Exercise prompt: Find every line below that contains the string "target", matching case, and copy each one.

Supplied records:
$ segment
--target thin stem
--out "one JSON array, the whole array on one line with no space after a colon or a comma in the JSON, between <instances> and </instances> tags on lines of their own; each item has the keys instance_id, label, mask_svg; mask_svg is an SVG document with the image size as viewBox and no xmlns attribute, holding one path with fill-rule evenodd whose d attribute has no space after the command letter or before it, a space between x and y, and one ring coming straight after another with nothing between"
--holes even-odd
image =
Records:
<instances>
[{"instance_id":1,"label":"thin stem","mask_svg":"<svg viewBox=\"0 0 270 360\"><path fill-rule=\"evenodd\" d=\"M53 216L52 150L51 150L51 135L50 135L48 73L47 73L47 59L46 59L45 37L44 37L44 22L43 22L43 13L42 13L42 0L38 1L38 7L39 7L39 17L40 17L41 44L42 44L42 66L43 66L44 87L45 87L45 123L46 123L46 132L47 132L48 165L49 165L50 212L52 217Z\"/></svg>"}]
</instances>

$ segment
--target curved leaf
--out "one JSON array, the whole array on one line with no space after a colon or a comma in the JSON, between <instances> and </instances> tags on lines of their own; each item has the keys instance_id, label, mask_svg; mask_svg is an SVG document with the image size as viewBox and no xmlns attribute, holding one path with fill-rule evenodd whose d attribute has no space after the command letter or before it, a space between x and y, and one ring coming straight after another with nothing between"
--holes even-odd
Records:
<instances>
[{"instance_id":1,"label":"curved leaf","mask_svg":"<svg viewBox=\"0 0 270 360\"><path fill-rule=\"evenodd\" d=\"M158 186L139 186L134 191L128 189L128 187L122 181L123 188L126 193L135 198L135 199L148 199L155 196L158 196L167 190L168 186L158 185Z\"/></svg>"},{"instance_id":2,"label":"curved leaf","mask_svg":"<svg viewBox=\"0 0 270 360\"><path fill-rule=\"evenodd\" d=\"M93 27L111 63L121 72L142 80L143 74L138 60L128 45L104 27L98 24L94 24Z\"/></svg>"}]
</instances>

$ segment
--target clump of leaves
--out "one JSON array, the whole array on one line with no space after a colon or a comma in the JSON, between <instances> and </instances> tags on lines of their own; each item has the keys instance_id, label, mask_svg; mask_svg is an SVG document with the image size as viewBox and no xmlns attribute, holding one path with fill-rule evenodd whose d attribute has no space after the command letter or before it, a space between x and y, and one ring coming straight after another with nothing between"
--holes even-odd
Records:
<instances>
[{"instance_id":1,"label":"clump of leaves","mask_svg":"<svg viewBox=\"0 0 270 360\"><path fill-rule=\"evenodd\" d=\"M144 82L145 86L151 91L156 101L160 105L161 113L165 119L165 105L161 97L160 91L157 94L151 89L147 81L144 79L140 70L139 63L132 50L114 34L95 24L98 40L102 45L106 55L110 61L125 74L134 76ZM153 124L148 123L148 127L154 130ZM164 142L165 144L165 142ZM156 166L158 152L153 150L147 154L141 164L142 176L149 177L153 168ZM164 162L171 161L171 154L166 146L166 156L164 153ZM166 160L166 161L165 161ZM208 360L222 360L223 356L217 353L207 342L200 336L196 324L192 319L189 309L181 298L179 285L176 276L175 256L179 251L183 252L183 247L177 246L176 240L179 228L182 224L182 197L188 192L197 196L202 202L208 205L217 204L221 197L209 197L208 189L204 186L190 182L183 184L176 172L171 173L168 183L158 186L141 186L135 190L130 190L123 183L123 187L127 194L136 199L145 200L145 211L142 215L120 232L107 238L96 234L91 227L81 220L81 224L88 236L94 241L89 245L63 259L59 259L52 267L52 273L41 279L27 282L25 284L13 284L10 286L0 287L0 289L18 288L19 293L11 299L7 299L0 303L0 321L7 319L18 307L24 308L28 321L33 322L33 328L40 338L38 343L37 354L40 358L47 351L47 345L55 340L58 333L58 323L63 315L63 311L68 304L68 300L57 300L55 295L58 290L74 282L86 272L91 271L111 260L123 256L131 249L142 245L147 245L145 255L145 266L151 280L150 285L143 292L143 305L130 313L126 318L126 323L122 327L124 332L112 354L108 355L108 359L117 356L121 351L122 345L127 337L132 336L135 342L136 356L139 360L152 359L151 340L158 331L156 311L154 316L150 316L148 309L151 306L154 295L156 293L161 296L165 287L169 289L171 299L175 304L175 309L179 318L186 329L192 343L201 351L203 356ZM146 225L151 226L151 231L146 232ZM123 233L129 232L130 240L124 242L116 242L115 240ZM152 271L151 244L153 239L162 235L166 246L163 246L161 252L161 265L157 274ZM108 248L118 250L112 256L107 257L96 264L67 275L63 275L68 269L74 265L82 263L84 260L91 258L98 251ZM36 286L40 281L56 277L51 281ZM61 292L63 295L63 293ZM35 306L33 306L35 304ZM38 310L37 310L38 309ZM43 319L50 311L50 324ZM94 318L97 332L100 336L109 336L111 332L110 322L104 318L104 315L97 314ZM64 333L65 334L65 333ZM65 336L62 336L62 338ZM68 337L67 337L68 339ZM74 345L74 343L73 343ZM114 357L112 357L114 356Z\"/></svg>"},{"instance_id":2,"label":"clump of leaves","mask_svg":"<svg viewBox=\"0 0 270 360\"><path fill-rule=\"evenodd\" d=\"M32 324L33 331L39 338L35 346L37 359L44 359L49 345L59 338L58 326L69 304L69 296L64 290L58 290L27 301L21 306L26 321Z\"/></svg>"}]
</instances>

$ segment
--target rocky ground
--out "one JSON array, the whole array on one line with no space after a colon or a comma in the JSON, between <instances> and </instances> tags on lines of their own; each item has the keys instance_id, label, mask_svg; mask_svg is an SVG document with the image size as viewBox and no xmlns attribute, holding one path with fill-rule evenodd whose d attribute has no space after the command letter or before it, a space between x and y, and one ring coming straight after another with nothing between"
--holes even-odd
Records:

Task result:
--target thin stem
--target curved leaf
--target clump of leaves
--target rocky ground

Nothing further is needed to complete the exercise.